**Provided text**:

* * *

5 Statistical Traps Data Scientist Should avoid



Fallacies are what we call the results of faulty reasoning. Statistical fallacies, a form of misuse of statistics, is poor statistical reasoning; you may have started off with sound data, but your use or interpretation of it, regardless of your possible purity of intent, has gone awry. Therefore, whatever decisions you base on these wrong moves will necessarily be incorrect.

 

There are infinite ways to incorrectly reason from data, some of which are much more obvious than others. Given that people have been making these mistakes for so long, many statistical fallacies have been identified and can be explained. The good thing is that once they are identified and studied, they can be avoided. Let's have a look at a few of these more common fallacies and see how we can avoid them.

Out of interest, when misuse of statistics is not intentional, the process bears a resemblance to cognitive biases, which Wikipedia defines as "tendencies to think in certain ways that can lead to systematic deviations from a standard of rationality or good judgment." The former builds incorrect reasoning on top of data and its explicit and active analysis, while the latter reaches a similar outcome much more implicitly and passively. That's not hard and fast, however, as there is definitely overlap between these 2 phenomena. The end results is the same, however: plain ol' wrong.

Here are five statistical fallacies — traps — which data scientists should be aware of and definitely avoid. The failure to do so will be catastrophic in terms of both data outcomes and a data scientist's credibility.

 



1. Cherry Picking

In an attempt to demonstrate just how obvious and simplistic that statistical fallacies can be, let's start off with the classic which everyone should already know: cherry picking. We can put this in the category of other easily recognizable fallacies, such as the Gambler's Fallacy, False Causality, biased sampling, overgeneralization, and many others.

The idea of cherry picking is a simple one, and something you have definitely done before: the intentional selection of data points which help support your hypothesis, at the expense of other data points which either do not support your hypothesis or actively oppose it. Have you ever heard a politician talk? Then you've heard cherry picking. Also, if you are a living, breathing human being, you have cherry picked data at some point in your life. You know you have. It's often tempting, a piece of low-hanging fruit which can win over or confound an opponent in a debate, or help push your agenda at the expense of an opposing view.

* * *

**Set tasks**:
• A. Reproduce the statistical traps excerpt in full, word for word.
• B. Pull out each line of the records that contains the string "navy", matching case exactly.

* * *

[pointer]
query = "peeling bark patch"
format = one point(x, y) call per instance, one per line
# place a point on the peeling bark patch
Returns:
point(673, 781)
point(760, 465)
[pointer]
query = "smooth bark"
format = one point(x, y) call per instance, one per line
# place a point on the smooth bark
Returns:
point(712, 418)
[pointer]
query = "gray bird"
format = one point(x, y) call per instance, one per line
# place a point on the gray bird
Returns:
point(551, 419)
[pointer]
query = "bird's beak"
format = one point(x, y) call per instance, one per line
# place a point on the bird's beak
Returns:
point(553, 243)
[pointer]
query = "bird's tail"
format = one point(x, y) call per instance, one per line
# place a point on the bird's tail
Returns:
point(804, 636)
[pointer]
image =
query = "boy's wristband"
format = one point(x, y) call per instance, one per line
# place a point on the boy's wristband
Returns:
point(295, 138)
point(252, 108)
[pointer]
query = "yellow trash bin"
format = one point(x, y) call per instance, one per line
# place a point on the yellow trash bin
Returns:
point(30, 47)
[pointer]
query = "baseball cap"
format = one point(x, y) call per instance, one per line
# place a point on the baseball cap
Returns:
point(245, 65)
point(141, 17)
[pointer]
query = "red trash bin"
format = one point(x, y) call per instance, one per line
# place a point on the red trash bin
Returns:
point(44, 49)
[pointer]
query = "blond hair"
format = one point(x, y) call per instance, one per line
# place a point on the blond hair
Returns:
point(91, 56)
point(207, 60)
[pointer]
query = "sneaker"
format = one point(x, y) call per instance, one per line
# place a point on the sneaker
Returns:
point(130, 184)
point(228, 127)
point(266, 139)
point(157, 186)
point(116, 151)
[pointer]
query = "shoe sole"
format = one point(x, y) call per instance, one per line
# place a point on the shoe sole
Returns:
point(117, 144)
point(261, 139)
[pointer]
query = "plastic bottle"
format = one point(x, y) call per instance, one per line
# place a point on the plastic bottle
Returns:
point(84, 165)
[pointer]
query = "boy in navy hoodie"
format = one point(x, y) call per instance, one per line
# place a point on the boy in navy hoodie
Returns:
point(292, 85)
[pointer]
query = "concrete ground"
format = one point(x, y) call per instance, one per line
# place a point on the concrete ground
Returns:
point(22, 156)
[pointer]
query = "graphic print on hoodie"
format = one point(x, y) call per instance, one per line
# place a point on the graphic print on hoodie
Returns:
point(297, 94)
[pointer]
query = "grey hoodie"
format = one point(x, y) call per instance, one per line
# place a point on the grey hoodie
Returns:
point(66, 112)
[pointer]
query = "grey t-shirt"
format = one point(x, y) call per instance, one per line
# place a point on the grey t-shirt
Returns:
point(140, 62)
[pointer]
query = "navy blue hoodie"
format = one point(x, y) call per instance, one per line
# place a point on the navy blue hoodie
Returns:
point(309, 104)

* * *

**Results by task**:
• A.
5 Statistical Traps Data Scientist Should avoid



Fallacies are what we call the results of faulty reasoning. Statistical fallacies, a form of misuse of statistics, is poor statistical reasoning; you may have started off with sound data, but your use or interpretation of it, regardless of your possible purity of intent, has gone awry. Therefore, whatever decisions you base on these wrong moves will necessarily be incorrect.

 

There are infinite ways to incorrectly reason from data, some of which are much more obvious than others. Given that people have been making these mistakes for so long, many statistical fallacies have been identified and can be explained. The good thing is that once they are identified and studied, they can be avoided. Let's have a look at a few of these more common fallacies and see how we can avoid them.

Out of interest, when misuse of statistics is not intentional, the process bears a resemblance to cognitive biases, which Wikipedia defines as "tendencies to think in certain ways that can lead to systematic deviations from a standard of rationality or good judgment." The former builds incorrect reasoning on top of data and its explicit and active analysis, while the latter reaches a similar outcome much more implicitly and passively. That's not hard and fast, however, as there is definitely overlap between these 2 phenomena. The end results is the same, however: plain ol' wrong.

Here are five statistical fallacies — traps — which data scientists should be aware of and definitely avoid. The failure to do so will be catastrophic in terms of both data outcomes and a data scientist's credibility.

 



1. Cherry Picking

In an attempt to demonstrate just how obvious and simplistic that statistical fallacies can be, let's start off with the classic which everyone should already know: cherry picking. We can put this in the category of other easily recognizable fallacies, such as the Gambler's Fallacy, False Causality, biased sampling, overgeneralization, and many others.

The idea of cherry picking is a simple one, and something you have definitely done before: the intentional selection of data points which help support your hypothesis, at the expense of other data points which either do not support your hypothesis or actively oppose it. Have you ever heard a politician talk? Then you've heard cherry picking. Also, if you are a living, breathing human being, you have cherry picked data at some point in your life. You know you have. It's often tempting, a piece of low-hanging fruit which can win over or confound an opponent in a debate, or help push your agenda at the expense of an opposing view.

• B.
query = "boy in navy hoodie"
# place a point on the boy in navy hoodie
query = "navy blue hoodie"
# place a point on the navy blue hoodie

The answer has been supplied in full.